» SOURCE EXTRACT
2024 Knowsley Metropolitan Borough Council election

15 out of 45 seats to Knowsley Metropolitan Borough Council 23 seats needed for a majority
|  | Majority party | Minority party |
|  | Blank | Blank |
| Leader | Graham Morgan | Kai Taylor |
| Party | Labour | Green |
| Leader's seat | Swanside | Prescot South |
| Last election | 31 seats, 59.0% | 7 seats, 23.2% |
| Seats before | 31 | 7 |
| Seats won | 12 | 1 |
| Seats after | 31 | 7 |
| Seat change | Steady | Steady |
| Popular vote | 16,273 | 5,388 |
| Percentage | 63.1% | 20.9% |
| Swing | +4.1% | −2.3% |
|  | Third party | Fourth party |
|  | Blank | Blank |
| Leader | None | Ian Smith |
| Party | Independent | Liberal Democrats |
| Leader's seat |  | Prescot North |
| Last election | 4 seats, 7.9% | 3 seats, 7.5% |
| Seats before | 4 | 3 |
| Seats won | 1 | 1 |
| Seats after | 4 | 3 |
| Seat change | Steady | Steady |
| Popular vote | 2,496 | 971 |
| Percentage | 9.7% | 3.8% |
| Swing | +1.8% | −3.7% |
- Winner of each seat at the 2024 Knowsley Metropolitan Borough Council election
| Leader before election Graham Morgan Labour | Leader after election Graham Morgan Labour |

= 2024 Knowsley Metropolitan Borough Council election =

2024 local government election in Knowsley, England

The 2024 Knowsley Metropolitan Borough Council election was held on 2 May 2024, alongside the other local elections in the United Kingdom on the same day. No seats changed party at the election, and so Labour retained its majority on the council.

== Background ==

Result of the council election when these seats were last contested in 2021

Result of the most recent council election in 2023

The Local Government Act 1972 created a two-tier system of metropolitan counties and districts covering Greater Manchester, Merseyside, South Yorkshire, Tyne and Wear, the West Midlands, and West Yorkshire starting in 1974. Knowsley was a district of the Merseyside metropolitan county. The Local Government Act 1985 abolished the metropolitan counties, with metropolitan districts taking on most of their powers as metropolitan boroughs. The Liverpool City Region Combined Authority was created in 2014 and began electing the mayor of the Liverpool City Region from 2017. The body was given strategic powers covering a region that encompassed the former Merseyside metropolitan county with the addition of Halton Borough Council.

Natural-language object grounding material:
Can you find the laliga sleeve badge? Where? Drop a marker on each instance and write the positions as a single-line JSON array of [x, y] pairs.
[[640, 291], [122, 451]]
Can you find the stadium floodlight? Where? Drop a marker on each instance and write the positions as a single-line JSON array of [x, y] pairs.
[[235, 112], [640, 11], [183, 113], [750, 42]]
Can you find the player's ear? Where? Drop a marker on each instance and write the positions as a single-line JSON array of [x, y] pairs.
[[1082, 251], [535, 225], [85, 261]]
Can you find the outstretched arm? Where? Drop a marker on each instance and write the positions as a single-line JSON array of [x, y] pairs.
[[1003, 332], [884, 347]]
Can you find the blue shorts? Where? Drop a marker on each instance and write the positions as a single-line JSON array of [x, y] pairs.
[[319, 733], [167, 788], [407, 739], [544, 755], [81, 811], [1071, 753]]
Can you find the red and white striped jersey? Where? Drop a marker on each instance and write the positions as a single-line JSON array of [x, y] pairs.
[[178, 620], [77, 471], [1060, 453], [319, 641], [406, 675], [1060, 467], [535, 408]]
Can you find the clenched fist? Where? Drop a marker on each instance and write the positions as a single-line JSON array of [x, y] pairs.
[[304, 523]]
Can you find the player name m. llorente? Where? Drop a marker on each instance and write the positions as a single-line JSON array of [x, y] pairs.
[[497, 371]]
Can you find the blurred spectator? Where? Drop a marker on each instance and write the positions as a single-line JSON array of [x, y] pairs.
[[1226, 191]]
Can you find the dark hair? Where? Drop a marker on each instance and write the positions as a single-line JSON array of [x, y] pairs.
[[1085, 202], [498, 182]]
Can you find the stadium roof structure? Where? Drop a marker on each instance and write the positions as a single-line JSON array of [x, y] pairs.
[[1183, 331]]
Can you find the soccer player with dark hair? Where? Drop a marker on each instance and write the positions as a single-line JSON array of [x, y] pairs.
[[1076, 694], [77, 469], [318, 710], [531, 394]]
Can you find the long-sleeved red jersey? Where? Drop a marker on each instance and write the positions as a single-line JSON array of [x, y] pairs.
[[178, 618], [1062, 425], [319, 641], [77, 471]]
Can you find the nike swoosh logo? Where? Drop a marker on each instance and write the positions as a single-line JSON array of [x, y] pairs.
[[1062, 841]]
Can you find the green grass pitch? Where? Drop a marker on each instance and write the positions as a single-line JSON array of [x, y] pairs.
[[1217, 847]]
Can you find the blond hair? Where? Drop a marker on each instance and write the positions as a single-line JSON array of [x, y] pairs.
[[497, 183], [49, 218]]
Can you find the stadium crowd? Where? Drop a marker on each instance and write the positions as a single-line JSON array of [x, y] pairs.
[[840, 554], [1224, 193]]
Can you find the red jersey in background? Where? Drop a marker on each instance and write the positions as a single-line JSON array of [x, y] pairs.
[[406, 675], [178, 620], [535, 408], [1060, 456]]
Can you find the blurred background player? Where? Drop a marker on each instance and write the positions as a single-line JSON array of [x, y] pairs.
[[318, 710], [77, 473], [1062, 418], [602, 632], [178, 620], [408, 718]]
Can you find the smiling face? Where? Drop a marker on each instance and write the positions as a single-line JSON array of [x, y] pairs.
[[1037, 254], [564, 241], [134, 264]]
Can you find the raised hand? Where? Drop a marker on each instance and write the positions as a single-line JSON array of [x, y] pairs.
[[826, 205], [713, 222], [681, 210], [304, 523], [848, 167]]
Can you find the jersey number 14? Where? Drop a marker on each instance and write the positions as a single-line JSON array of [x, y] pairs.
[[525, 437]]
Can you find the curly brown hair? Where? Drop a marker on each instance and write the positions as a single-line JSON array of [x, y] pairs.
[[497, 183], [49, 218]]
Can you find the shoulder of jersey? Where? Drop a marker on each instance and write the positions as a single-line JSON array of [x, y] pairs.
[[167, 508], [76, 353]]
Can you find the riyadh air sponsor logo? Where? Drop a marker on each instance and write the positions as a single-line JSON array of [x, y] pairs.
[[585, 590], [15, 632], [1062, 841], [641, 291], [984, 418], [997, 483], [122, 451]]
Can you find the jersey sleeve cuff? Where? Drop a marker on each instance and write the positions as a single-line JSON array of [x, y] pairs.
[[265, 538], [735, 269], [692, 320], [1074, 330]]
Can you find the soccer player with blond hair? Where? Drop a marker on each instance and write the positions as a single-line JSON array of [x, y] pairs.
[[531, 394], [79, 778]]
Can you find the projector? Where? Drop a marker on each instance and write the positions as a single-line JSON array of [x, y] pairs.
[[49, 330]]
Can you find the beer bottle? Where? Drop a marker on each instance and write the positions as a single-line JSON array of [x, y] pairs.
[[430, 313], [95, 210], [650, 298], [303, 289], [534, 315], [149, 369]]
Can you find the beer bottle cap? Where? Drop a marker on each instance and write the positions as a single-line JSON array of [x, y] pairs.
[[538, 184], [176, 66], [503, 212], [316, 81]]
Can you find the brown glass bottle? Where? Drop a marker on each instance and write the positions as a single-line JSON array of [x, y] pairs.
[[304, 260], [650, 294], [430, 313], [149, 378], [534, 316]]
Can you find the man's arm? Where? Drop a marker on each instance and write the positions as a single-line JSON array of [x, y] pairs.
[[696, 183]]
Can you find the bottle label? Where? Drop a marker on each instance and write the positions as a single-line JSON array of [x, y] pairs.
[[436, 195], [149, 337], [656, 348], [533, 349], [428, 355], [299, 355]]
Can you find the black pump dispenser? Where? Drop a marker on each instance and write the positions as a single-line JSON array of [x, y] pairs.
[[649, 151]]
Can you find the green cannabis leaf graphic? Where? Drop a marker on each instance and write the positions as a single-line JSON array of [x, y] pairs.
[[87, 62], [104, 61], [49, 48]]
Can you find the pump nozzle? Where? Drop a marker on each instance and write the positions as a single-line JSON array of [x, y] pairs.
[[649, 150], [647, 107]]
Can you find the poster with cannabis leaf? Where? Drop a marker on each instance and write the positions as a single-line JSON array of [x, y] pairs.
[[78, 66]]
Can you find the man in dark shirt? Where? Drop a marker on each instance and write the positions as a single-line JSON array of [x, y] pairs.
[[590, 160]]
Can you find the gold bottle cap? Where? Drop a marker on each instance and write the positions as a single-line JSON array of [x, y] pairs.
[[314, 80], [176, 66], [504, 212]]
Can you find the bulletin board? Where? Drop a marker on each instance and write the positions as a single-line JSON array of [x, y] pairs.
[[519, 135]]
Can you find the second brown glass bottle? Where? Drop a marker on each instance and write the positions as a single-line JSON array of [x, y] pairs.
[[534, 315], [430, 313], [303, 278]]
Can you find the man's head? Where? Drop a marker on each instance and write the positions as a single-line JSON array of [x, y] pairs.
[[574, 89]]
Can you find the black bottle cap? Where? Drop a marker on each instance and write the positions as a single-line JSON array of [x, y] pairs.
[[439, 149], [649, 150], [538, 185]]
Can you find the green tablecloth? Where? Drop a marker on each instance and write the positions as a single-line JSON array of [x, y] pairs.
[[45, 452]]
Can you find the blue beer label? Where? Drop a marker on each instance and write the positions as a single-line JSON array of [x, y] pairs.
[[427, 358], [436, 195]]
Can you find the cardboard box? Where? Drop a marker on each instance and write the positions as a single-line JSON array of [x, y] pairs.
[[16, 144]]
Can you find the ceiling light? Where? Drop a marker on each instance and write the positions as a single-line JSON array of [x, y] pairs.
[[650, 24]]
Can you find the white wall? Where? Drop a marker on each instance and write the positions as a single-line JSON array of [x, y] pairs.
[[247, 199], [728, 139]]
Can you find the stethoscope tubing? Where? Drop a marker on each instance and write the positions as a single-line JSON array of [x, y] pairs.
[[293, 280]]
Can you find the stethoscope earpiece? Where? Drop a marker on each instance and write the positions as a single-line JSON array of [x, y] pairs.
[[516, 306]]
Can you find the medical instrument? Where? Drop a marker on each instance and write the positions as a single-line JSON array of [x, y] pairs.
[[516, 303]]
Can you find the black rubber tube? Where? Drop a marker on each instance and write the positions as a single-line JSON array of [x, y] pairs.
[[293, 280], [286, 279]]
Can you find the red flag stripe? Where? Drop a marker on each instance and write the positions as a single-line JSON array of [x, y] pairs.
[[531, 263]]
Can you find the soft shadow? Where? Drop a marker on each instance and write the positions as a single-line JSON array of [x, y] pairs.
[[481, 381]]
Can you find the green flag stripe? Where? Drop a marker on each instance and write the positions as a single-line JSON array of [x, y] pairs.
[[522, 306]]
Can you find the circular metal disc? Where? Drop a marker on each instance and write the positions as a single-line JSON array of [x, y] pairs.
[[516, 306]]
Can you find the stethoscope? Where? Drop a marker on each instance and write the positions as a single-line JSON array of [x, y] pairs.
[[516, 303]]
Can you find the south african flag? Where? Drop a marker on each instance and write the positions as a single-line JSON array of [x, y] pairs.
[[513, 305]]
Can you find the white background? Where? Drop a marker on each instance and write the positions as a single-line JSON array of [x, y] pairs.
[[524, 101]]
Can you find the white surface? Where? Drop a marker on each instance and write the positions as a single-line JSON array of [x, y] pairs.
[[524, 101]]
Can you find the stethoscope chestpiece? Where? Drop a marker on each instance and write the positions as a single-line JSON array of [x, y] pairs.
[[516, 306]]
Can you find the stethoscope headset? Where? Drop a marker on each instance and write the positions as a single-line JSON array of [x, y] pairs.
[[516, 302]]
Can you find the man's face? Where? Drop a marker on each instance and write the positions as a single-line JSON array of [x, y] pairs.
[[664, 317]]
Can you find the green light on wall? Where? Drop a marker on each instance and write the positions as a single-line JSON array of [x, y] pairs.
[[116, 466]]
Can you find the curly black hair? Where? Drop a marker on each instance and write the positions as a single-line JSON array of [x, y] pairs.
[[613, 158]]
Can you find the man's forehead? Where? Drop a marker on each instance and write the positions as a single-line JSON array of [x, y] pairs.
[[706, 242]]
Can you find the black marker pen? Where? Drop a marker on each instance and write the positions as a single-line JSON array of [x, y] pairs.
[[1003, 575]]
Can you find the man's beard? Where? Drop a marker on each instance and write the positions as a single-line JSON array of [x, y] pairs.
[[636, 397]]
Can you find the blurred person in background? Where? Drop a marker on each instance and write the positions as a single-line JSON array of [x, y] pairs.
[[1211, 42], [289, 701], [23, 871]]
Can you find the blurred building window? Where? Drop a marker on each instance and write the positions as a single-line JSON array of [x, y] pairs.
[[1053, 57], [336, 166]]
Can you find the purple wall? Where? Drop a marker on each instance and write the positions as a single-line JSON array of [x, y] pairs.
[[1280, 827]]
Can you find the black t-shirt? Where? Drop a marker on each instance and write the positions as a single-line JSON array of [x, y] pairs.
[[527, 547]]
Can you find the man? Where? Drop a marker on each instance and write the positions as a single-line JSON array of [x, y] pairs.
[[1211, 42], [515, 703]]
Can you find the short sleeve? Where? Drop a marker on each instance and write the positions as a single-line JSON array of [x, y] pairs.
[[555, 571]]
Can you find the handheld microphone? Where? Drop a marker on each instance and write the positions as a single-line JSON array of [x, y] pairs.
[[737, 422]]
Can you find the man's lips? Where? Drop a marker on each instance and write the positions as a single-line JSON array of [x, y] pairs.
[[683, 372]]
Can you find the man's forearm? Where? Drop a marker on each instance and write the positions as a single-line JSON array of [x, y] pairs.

» EXERCISE INSTRUCTIONS
#1 Answer these questions from the article on the 2024 Knowsley council election:
(a) On what date was the election held?
(b) Which act abolished the metropolitan counties?
(c) How many of the council's seats were contested?
#2 Using the article on the 2024 Knowsley council election, explain why Labour kept its majority on the council.
#3 Continue the article on the 2024 Knowsley council election from the point where it stops.
The material comes from a separate source.

» ANSWERS IN ORDER
#1
(a) 2 May 2024
(b) The Local Government Act 1985
(c) 15 of the 45 seats

#2 Labour kept its majority because no seats changed party at the election. It held 31 seats both before and after the vote, still above the 23 needed for a majority.

#3
Since its formation, Knowsley has continuously been under Labour control. The Liberal Democrats had become the main opposition party by the late 1990s, and continued to win seats on the council until the 2010 election, when Labour won every seat. Labour continued to win every seat in subsequent elections until the 2016 election, when three Liberal Democrats were elected. The first Green Party councillor was elected to the borough in the 2018 election, with the Green Party winning a further two seats in each of the 2019 election and 2021 election to become the council's main opposition. After the 2023 election, Labour held 31 seats, the Greens held seven, independent councillors held four and the Liberal Democrats held three.

The positions up for election in 2024 were last elected in 2021. That election was originally scheduled to take place in 2020, but was delayed by a year due to the COVID-19 pandemic. In that election, Labour won twelve seats on 55.3% of the vote, the Green Party and independents won two seats each on 23.1% and 9.8% respectively and the Liberal Democrats won one seat on 5.9% of the vote.

== Electoral process ==
Knowsley Metropolitan Borough Council elected its councillors in thirds, with one councillor in each of the fifteen wards elected for a four-year term in three years out of every four. The 2024 election therefore elected fifteen of the council’s forty-five councillors. The election used first-past-the-post voting, with each elector able to vote for one candidate in their ward and the candidate receiving the most votes being elected.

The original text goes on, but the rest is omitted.